Reproduce every record exactly as it appears, but not the pictures.

═════ THE DATA ═════

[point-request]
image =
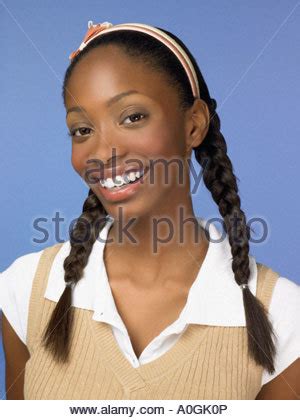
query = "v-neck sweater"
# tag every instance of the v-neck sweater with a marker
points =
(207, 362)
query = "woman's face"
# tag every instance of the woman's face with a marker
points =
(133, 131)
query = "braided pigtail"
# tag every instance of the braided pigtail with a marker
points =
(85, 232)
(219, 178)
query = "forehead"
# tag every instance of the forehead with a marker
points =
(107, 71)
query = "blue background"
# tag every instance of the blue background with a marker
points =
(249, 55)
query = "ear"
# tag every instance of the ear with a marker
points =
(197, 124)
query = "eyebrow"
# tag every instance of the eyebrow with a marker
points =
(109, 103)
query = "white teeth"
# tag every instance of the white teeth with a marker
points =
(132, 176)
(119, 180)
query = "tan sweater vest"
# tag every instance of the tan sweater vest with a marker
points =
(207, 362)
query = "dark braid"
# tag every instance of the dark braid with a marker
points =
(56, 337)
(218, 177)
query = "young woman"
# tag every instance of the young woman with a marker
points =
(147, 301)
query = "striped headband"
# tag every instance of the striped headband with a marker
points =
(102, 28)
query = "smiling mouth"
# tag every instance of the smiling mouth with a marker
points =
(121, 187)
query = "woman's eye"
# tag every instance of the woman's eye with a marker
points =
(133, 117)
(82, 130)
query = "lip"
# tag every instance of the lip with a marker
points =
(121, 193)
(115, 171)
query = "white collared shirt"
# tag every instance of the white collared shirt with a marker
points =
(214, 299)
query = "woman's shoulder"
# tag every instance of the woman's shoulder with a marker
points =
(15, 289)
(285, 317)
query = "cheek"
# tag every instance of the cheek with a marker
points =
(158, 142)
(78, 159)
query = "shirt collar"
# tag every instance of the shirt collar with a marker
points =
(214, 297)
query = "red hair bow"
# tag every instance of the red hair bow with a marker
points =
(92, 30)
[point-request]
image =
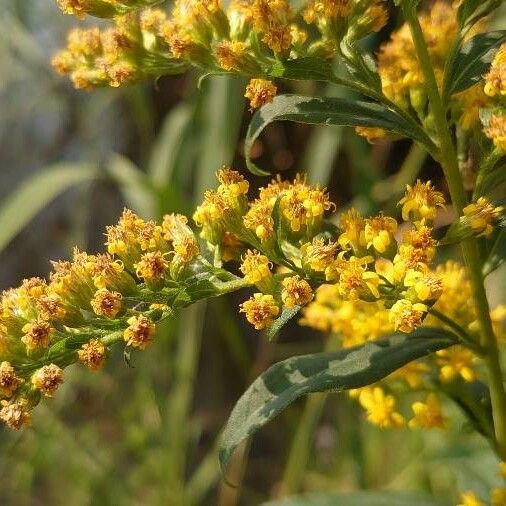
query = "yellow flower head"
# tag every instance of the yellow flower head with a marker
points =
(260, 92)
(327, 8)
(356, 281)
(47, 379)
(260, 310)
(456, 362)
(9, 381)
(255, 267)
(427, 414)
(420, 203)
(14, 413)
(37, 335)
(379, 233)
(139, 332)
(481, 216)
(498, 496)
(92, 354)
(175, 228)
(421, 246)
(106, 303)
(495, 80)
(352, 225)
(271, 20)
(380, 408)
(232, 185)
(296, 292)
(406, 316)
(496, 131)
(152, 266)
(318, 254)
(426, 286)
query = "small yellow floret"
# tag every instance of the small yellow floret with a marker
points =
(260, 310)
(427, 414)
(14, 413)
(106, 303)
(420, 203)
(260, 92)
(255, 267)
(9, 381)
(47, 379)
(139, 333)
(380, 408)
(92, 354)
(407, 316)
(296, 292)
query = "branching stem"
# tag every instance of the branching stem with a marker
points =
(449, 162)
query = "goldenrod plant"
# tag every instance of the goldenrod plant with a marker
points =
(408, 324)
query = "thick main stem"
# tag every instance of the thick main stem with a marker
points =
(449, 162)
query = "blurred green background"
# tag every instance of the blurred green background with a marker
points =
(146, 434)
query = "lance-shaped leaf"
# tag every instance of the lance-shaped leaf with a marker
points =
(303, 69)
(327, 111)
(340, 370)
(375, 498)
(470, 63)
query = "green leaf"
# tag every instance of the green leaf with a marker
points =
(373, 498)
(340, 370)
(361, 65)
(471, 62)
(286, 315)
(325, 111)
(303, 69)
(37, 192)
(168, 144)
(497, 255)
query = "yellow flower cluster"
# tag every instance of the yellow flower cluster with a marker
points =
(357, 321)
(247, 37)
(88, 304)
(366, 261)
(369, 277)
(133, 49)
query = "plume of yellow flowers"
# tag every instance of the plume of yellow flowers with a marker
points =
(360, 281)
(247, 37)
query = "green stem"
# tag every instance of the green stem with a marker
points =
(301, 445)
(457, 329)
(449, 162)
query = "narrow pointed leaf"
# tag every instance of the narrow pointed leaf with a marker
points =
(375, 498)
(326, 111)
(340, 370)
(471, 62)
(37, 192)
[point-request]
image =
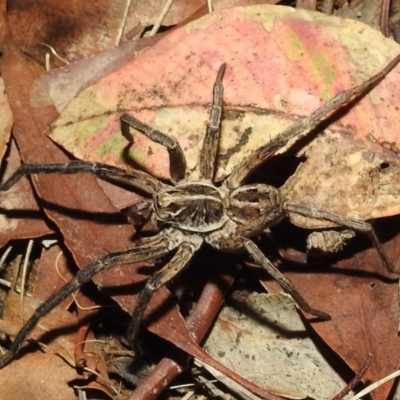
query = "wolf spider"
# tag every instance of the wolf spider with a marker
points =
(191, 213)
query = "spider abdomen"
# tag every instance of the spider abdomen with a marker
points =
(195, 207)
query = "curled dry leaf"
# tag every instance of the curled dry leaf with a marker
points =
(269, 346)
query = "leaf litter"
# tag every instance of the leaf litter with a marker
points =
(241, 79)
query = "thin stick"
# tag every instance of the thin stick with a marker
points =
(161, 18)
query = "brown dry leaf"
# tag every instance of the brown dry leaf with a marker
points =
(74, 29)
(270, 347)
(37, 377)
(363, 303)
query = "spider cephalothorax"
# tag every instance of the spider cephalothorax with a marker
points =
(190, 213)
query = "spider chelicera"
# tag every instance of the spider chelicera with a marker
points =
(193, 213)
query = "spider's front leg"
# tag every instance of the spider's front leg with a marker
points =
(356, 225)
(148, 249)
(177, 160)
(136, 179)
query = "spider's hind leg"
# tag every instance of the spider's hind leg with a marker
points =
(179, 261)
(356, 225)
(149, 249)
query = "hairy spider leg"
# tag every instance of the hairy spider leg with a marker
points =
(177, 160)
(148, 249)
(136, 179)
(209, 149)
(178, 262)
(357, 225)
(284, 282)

═════

** WRITTEN SOLUTION **
[point-request]
image =
query = "v-neck sweater"
# tag every instance of the v-neck sweater with a marker
points =
(207, 362)
query = "woman's face"
# tag every instance of the woman's face with a marker
points =
(133, 131)
query = "braided pigtail"
# tag every instance of the braided pigtail with a marker
points =
(85, 232)
(219, 178)
query = "forehead"
# tag every instance of the forehead with a marker
points =
(107, 71)
query = "blue background"
# tag every instance of the blue background with a marker
points =
(249, 55)
query = "ear"
# tag every instance of the ear with a marker
points =
(197, 124)
query = "eyebrow"
# tag every instance of the eyebrow with a marker
points =
(109, 103)
query = "white teeth"
# tag every instance of the white teeth with a marker
points =
(132, 176)
(119, 180)
query = "tan sweater vest"
# tag every instance of the tan sweater vest with a marker
points =
(207, 362)
query = "dark braid"
# tag every instance of the dark braid with a marker
points =
(56, 337)
(218, 177)
query = "young woman"
# tag every instance of the young woman with a marker
points =
(147, 301)
query = "striped headband"
# tag every instance of the striped headband with a marker
points =
(102, 28)
query = "smiling mouth"
# tag every instance of the smiling mouth with a marker
points =
(121, 187)
query = "woman's eye"
# tag every instance of the woman's eye with a marker
points =
(133, 117)
(82, 130)
query = "lip"
# tag every instance of the lip with a marker
points =
(121, 193)
(115, 171)
query = "white collared shirt"
# tag every instance of the white collared shirt with a marker
points =
(214, 299)
query = "woman's shoulder"
# tag every instance of the woman's shoulder with a marker
points =
(15, 289)
(285, 317)
query = "cheek"
# tag every instance of the cheek with a marker
points =
(158, 142)
(78, 159)
query = "shirt collar"
# tag every instance of the shirt collar with a marker
points =
(214, 297)
query = "red hair bow"
# tag every instance of the red hair bow with a marker
points =
(92, 30)
[point-request]
image =
query = "yellow flower head"
# tag every instance of the yellow flower head with a marker
points =
(260, 92)
(327, 8)
(356, 281)
(47, 379)
(260, 310)
(456, 362)
(9, 381)
(255, 267)
(427, 414)
(420, 203)
(14, 413)
(37, 335)
(379, 233)
(139, 332)
(481, 216)
(498, 496)
(92, 354)
(175, 228)
(421, 246)
(106, 303)
(495, 80)
(352, 225)
(271, 20)
(380, 408)
(232, 185)
(296, 292)
(406, 316)
(496, 131)
(152, 266)
(318, 254)
(426, 286)
query = "small yellow floret"
# tag every instance of the small yellow floret with a marker
points =
(260, 310)
(427, 414)
(14, 413)
(106, 303)
(420, 203)
(260, 92)
(255, 267)
(9, 381)
(47, 379)
(139, 333)
(380, 408)
(92, 354)
(407, 316)
(296, 292)
query = "branching stem"
# tag every instance of the branching stem with a marker
points =
(449, 162)
query = "goldenrod plant"
# tag every instance of the goldenrod plant with a marker
points =
(408, 324)
query = "thick main stem"
# tag every instance of the thick main stem with a marker
points =
(449, 162)
query = "blurred green background"
# tag every instance of the blurred green background with a marker
points =
(146, 434)
query = "lance-shaped leaf"
# tag every instance of the lance-shaped leaf with a marker
points =
(303, 69)
(327, 111)
(340, 370)
(375, 498)
(470, 63)
query = "green leaf"
# tag every instance of the green leaf with a marker
points =
(373, 498)
(340, 370)
(361, 65)
(471, 62)
(286, 315)
(325, 111)
(303, 69)
(37, 192)
(168, 144)
(497, 255)
query = "yellow flower cluster"
# tag every instance of the yellow flower cluster with a marker
points =
(357, 321)
(247, 37)
(88, 304)
(366, 261)
(369, 277)
(133, 49)
query = "plume of yellow flowers"
# tag every instance of the plume of yellow flowers with a marker
points =
(360, 281)
(247, 37)
query = "green stem"
# tag every instance of the green stem with a marker
points =
(301, 445)
(457, 329)
(449, 162)
query = "narrow pointed leaf"
# tag every instance of the narrow pointed leaf with a marker
points =
(375, 498)
(326, 111)
(340, 370)
(471, 62)
(37, 192)
[point-request]
image =
query = "wolf spider"
# tag every instance of the wolf spider with a marker
points =
(191, 213)
query = "spider abdomen"
# tag every instance of the spider abdomen with a marker
points =
(195, 207)
query = "curled dry leaf"
# tag every instance of the curled dry leaf with a marker
points =
(269, 346)
query = "leaf litter"
# tag every instance of the leaf litter with a marker
points =
(241, 79)
query = "thin stick"
# tag every instance of the thin stick with a marker
points =
(161, 18)
query = "brown dry leaf"
# tag every instance of the brown dry leaf with a marker
points =
(74, 29)
(270, 347)
(37, 377)
(363, 303)
query = "spider cephalothorax"
# tag every instance of the spider cephalothorax with a marker
points =
(190, 213)
query = "spider chelicera"
# tag every instance of the spider chelicera with a marker
points =
(193, 213)
query = "spider's front leg"
# tag every instance of the spider's front leg with a marker
points =
(356, 225)
(148, 249)
(177, 160)
(136, 179)
query = "spider's hind leg"
# tag every instance of the spider's hind leg with a marker
points =
(179, 261)
(356, 225)
(149, 249)
query = "hairy spider leg"
# tag every instance of the hairy spider leg with a marker
points =
(177, 160)
(148, 249)
(136, 179)
(209, 149)
(178, 262)
(357, 225)
(284, 282)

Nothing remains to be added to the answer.